Start of Reading text

Mother of King George Tupou II

ʻElisiva Fusipala Taukiʻonetuku (18 May 1850 – 2 September 1889) was the mother of King George Tupou II of Tonga.

== Biography ==
Born to Tēvita ʻUnga and his first wife Fifita Vavaʻu, her father was, according to newly adopted Christian law, an illegitimate son of King George Tupou I because his mother was a secondary wife of the king. Her family's luck changed when the king's only legitimate son, Prince Vuna Takitakimālohi, died, leaving her father as King Tupou's heir.

She married her paternal first cousin Prince Siaʻosi Fatafehi Toutaitokotaha (1842–1912), the fourth Tuʻi Pelehake, grandson of Tupou I through his mother Princess Salote Pilolevu Mafileʻo, her aunt. They had one son, the future King George Tupou II. Her father died 1879, her elder brother ʻUelingatoni Ngū died childless in 1885 and the same fate befell her younger brother Nalesoni Laifone 1889. She became the heir to the throne after her last brother's death in 1889 and held the status of heir apparent for two months before her own death. Her son succeeded his great-grandfather in 1893. Thus the royal lineage passed through her. Her son's second daughter Princess ʻElisiva Fusipala Taukiʻonetuku was named after her.

End of Reading text

Check your understanding:
#1 In the biography of ʻElisiva Fusipala Taukiʻonetuku, how long did she hold the status of heir apparent before her death?
#2 Pick up the biography of ʻElisiva Fusipala Taukiʻonetuku after its last sentence and continue it.

Start of Input data

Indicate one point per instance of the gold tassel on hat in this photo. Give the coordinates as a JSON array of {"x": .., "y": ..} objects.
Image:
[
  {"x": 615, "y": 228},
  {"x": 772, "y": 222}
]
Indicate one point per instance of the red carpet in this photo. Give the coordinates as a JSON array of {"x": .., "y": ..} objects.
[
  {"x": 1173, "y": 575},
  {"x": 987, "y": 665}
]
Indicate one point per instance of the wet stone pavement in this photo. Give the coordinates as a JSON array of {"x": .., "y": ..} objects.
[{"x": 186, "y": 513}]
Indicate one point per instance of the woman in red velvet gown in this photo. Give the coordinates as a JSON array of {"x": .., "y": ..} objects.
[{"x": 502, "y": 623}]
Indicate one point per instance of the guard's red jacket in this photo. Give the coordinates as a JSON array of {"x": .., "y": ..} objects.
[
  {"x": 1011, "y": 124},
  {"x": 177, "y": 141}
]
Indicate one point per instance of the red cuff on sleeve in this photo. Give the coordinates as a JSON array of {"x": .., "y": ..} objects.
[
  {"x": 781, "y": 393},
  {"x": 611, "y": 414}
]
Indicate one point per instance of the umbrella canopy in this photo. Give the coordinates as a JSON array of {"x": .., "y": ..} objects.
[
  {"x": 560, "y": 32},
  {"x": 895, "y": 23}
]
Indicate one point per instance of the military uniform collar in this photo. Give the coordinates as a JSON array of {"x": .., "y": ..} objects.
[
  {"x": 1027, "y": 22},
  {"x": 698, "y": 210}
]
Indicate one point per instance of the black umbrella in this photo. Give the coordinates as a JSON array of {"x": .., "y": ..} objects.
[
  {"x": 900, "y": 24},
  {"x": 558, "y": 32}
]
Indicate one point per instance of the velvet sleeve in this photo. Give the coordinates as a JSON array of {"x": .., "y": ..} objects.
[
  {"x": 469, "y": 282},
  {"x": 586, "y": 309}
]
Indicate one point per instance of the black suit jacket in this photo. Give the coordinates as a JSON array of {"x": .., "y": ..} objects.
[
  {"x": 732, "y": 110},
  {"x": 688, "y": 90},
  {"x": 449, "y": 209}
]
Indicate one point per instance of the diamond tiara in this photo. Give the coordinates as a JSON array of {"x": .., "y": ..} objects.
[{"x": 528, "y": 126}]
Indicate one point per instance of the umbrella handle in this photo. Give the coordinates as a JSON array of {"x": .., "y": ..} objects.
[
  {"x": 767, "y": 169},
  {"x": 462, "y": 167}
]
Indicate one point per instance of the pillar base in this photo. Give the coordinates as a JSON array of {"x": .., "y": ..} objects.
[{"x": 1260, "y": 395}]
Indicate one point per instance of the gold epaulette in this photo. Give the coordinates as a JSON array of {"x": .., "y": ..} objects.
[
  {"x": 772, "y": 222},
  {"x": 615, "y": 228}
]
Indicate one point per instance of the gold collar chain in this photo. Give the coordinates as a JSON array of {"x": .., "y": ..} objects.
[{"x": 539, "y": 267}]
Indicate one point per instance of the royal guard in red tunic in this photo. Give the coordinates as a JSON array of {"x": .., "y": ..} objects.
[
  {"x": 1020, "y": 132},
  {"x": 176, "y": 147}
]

End of Input data

Answers for this exercise:
#1 Two months.

#2
In July 1865, English explorer Julius Brenchley visited Vavaʻu for five days and met governor ʻUnga and his family including Fusipala. Brenchley noted that she was "twelve years old, is strongly built, and has her breasts perfectly developed, as is usual in a country where the women are generally mothers before they are thirteen." However, Fusipala was actually fifteen at the time, being born in 1850, and not twelve as Brenchley claimed.

== Bibliography ==
- Biersack, Aletta (1996). "Rivals and Wives: Affinal Politics and the Tongan Ramage"
- Brenchley, Julius Lucius (1873). "Jottings During the Cruise of H. M. S. Curac̜oa Among the South Seaislands in 1865"
- Hixon, Margaret (2000). "Sālote: Queen of Paradise"
- Rodman, Margaret (2007). "House-girls Remember: Domestic Workers in Vanuatu"
- Rutherford, Noel (1977). "Friendly Islands: A History of Tonga"
- Wood-Ellem, Elizabeth (1999). "Queen Sālote of Tonga: The Story of an Era 1900–1965"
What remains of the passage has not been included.